### WHAT IS NEEDED
Can you find every line in the records below that contains the string "hand" and copy each one in full? Treat uppercase and lowercase as different.

(Records from one collection)
[start]
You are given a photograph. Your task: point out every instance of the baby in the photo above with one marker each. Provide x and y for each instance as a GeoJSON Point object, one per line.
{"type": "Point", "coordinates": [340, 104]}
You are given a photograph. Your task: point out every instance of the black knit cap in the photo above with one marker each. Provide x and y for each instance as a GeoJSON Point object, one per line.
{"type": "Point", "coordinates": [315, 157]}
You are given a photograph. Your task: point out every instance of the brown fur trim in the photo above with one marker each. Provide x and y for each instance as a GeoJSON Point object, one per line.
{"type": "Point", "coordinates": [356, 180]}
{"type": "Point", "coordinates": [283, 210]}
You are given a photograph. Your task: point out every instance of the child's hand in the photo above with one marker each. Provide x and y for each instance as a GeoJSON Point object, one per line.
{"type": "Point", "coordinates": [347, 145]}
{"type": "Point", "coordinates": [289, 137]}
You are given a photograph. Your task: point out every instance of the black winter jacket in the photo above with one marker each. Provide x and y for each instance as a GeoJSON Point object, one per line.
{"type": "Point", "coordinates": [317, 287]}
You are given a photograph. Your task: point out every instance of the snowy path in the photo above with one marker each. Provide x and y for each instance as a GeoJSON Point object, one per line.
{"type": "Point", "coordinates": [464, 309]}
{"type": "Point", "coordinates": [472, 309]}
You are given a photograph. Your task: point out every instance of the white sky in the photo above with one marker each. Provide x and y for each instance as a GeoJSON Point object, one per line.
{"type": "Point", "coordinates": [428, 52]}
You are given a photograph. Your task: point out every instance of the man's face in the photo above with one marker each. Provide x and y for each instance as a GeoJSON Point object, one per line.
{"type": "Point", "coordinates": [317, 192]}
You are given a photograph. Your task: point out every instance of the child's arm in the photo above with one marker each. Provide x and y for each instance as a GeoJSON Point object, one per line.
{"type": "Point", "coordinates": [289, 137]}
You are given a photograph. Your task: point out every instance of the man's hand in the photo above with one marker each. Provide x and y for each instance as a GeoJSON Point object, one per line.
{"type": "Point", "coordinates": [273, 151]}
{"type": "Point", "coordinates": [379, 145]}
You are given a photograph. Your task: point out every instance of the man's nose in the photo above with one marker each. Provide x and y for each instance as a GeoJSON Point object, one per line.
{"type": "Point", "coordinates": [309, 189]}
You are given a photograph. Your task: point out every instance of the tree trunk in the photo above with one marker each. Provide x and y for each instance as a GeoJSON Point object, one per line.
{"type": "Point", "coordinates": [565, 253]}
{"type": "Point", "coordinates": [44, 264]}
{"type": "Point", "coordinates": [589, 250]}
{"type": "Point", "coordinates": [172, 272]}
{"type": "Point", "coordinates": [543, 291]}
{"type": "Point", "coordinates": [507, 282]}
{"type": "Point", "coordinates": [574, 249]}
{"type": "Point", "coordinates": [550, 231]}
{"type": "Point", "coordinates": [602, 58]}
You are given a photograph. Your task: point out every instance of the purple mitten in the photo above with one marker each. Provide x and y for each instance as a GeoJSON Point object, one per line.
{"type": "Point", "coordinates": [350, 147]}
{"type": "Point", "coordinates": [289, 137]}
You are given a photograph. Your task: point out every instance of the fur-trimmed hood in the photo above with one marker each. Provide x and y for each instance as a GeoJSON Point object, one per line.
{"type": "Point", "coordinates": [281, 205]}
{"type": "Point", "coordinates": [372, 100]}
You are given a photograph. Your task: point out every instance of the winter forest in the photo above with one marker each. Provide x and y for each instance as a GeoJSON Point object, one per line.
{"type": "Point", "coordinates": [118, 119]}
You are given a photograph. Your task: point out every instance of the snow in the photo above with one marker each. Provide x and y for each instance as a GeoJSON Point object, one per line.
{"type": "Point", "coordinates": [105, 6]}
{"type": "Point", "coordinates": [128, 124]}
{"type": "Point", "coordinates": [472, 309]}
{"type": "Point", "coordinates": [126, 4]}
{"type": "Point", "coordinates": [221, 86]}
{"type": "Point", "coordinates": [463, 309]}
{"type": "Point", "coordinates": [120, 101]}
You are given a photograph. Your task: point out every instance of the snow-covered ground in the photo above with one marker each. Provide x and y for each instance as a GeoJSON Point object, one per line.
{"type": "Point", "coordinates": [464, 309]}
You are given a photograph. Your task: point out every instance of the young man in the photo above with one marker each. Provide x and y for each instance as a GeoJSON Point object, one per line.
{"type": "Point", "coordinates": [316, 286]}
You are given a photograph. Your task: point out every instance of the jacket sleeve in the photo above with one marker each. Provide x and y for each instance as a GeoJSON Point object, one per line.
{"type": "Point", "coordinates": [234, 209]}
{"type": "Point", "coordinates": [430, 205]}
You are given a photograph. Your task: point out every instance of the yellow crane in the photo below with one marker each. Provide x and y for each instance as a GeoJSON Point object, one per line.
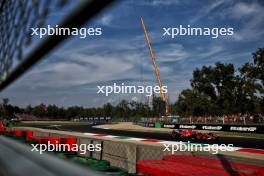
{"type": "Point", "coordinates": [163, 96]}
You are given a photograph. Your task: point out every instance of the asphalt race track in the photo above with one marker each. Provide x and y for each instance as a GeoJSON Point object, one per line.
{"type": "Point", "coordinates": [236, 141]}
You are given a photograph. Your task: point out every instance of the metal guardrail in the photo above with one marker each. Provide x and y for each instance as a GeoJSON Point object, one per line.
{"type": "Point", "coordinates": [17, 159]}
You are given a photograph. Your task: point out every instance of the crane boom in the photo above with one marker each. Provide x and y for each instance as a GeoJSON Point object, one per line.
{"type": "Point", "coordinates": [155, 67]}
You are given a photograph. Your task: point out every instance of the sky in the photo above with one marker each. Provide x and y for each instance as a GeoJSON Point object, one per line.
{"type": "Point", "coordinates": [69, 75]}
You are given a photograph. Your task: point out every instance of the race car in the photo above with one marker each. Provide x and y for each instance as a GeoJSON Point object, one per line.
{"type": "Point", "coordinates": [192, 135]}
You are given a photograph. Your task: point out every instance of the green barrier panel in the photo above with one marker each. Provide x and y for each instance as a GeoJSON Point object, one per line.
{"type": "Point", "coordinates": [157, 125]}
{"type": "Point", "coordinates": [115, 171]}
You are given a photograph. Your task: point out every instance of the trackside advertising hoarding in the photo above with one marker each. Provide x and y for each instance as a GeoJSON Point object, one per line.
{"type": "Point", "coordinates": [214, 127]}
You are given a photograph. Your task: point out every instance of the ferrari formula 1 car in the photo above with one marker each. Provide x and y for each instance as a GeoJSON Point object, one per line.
[end]
[start]
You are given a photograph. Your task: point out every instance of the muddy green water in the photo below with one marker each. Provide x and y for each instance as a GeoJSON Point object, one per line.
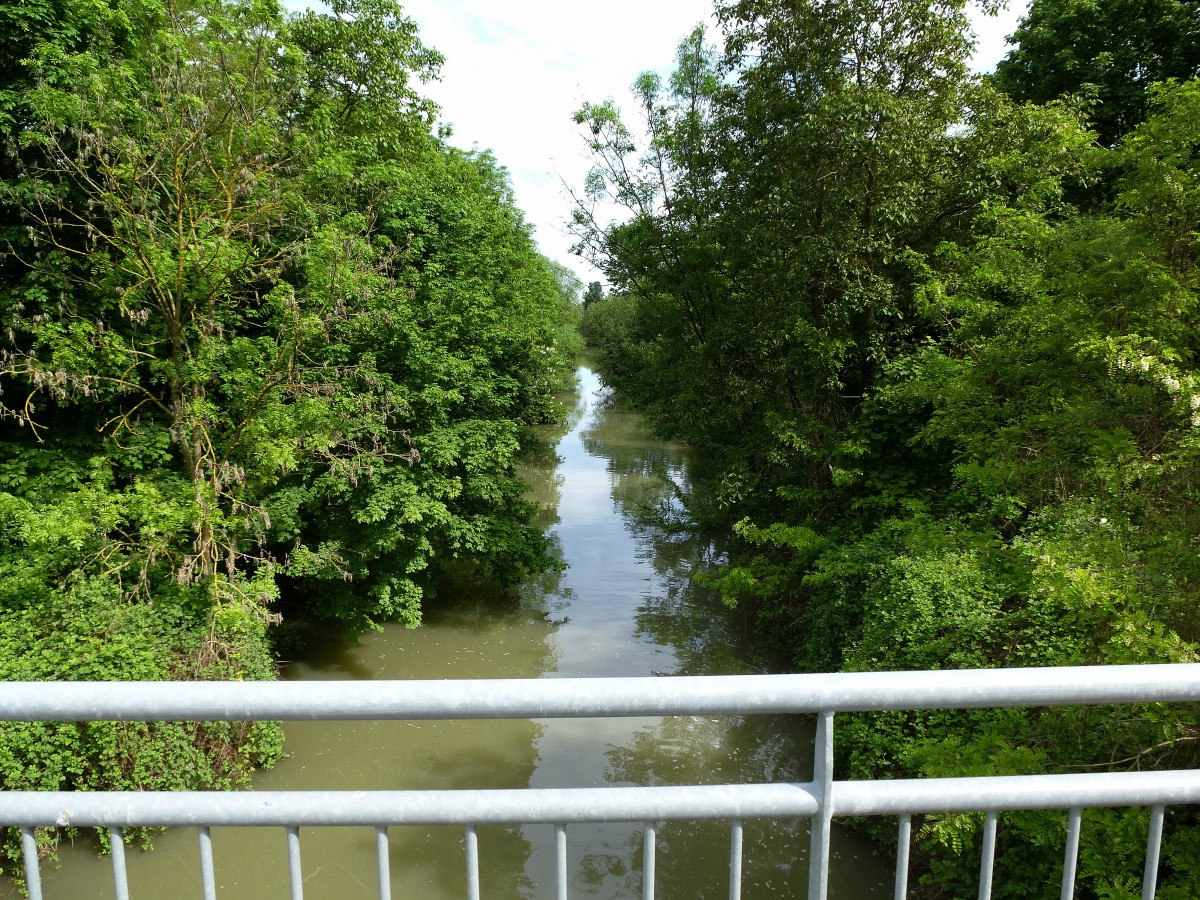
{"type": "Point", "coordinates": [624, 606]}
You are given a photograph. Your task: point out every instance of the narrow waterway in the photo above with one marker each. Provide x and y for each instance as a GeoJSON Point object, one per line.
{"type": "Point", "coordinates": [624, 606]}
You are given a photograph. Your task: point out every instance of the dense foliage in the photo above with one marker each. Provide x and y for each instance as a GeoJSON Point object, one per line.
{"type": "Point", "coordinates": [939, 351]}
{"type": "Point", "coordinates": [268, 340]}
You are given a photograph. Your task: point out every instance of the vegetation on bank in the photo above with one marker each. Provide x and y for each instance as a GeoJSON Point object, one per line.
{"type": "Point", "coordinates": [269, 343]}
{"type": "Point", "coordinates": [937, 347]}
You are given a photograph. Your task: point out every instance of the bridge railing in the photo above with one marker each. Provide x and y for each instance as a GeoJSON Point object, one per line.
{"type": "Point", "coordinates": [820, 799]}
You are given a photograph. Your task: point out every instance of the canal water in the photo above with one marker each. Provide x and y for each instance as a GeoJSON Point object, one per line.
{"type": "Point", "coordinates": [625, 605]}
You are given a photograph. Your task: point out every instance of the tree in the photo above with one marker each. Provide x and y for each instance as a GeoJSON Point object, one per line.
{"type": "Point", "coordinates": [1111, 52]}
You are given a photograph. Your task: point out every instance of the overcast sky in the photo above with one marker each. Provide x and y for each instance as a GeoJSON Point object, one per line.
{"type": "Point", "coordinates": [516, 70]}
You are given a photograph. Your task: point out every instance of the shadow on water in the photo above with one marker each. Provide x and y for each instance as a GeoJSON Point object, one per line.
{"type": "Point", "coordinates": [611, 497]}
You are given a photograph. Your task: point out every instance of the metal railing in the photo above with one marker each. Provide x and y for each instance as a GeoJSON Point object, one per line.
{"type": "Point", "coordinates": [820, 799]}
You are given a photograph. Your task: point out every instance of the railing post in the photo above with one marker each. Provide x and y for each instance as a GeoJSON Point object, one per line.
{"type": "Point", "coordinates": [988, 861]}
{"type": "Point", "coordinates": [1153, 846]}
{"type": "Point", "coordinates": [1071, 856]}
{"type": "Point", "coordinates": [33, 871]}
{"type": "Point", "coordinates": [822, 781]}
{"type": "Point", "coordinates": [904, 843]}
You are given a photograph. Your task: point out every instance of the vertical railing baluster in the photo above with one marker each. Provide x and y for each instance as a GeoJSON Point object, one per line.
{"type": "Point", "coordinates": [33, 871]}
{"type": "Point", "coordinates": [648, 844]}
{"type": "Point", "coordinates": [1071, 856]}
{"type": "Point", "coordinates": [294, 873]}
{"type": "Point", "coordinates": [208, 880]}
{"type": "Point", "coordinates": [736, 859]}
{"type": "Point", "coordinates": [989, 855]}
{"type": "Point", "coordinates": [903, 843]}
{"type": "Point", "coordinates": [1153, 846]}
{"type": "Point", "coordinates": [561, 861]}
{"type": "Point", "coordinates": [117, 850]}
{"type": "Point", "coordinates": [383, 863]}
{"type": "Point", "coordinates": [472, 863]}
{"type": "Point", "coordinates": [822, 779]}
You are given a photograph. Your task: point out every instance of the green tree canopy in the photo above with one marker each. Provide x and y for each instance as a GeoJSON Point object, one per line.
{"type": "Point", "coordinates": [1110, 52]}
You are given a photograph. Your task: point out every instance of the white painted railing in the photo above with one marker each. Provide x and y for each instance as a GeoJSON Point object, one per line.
[end]
[start]
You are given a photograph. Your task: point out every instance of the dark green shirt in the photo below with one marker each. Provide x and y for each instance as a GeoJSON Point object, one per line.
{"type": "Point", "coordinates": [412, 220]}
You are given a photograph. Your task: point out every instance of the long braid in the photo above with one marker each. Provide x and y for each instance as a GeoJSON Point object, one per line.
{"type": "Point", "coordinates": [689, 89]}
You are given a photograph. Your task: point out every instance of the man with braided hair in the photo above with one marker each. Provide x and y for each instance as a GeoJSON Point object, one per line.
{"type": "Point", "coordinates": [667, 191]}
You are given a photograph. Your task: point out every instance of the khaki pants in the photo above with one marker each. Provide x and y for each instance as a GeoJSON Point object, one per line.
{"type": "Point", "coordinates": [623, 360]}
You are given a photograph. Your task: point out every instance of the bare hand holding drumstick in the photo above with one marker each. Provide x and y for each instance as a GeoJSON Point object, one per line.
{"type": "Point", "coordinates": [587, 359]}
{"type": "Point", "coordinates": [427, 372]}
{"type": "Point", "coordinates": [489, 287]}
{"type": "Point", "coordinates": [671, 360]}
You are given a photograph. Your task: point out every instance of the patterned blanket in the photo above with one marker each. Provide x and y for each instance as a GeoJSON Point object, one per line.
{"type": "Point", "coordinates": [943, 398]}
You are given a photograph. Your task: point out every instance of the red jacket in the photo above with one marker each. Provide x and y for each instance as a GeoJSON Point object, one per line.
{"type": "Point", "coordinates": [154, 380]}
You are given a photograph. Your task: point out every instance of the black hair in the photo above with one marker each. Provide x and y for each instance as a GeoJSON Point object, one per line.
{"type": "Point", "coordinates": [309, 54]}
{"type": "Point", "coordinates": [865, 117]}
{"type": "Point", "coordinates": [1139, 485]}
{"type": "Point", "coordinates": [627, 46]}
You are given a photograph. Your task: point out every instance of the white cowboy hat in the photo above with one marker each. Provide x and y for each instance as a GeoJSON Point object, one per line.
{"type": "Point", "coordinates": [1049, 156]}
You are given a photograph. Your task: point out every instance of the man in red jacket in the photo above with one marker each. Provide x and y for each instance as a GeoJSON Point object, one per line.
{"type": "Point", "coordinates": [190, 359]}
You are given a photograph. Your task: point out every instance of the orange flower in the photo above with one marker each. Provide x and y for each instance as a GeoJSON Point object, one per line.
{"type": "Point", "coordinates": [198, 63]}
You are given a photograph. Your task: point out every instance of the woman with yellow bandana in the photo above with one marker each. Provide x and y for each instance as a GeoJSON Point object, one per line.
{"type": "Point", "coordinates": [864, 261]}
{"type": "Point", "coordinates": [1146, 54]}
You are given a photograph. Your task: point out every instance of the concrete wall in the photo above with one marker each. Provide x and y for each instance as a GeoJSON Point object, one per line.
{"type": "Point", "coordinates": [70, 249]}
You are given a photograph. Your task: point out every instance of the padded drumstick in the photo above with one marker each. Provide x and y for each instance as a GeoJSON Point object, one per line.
[end]
### TASK RESULT
You are given a photograph. Your task: point out every instance of the child's hand in the photo above with one marker each. Provide x and y for each instance as a GeoJSON Point object, one per line.
You are given a photograph. Your task: point out every instance of the man's hand in the photo above with one marker each. Provide x and y for each instance as a GeoJSON Point object, one per line.
You are given a photograph. Your task: point out every instance of the bare hand holding drumstick in the photo above with one marker each. Provide x and y for each instance as a GeoJSON Point object, one per line.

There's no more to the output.